## Texto da página
•••••
Antônio Emílio Leite Couto, o Mia, começou a escrever bem cedo. Seus
primeiros poemas foram publicados quando ele era ainda adolescente, por iniciativa de seu pai, o poeta Fernando Couto, forte influência na relação do escritor com os livros e com a leitura literária.
Foi também muito cedo, antes dos vinte anos, que o escritor começou a
trabalhar na atividade jornalística, chamado a uma ativa participação na luta pela construção do novo país -‐ que nasceria em 1975 -‐ através do exercício da palavra, assumindo várias tarefas ligadas aos meios de comunicação.
•••••
## Linhas fornecidas
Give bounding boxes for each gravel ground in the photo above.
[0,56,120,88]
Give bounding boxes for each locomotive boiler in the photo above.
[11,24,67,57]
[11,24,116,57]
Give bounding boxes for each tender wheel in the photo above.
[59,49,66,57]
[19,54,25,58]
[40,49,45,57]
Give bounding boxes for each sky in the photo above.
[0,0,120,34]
•••••
## Enunciado
Extraia, sem nenhuma alteração, o trecho do texto sobre Mia Couto que vai de "Antônio Emílio Leite" até "meios de comunicação.".

## Resposta completa
Antônio Emílio Leite Couto, o Mia, começou a escrever bem cedo. Seus
primeiros poemas foram publicados quando ele era ainda adolescente, por iniciativa de seu pai, o poeta Fernando Couto, forte influência na relação do escritor com os livros e com a leitura literária.
Foi também muito cedo, antes dos vinte anos, que o escritor começou a
trabalhar na atividade jornalística, chamado a uma ativa participação na luta pela construção do novo país -‐ que nasceria em 1975 -‐ através do exercício da palavra, assumindo várias tarefas ligadas aos meios de comunicação.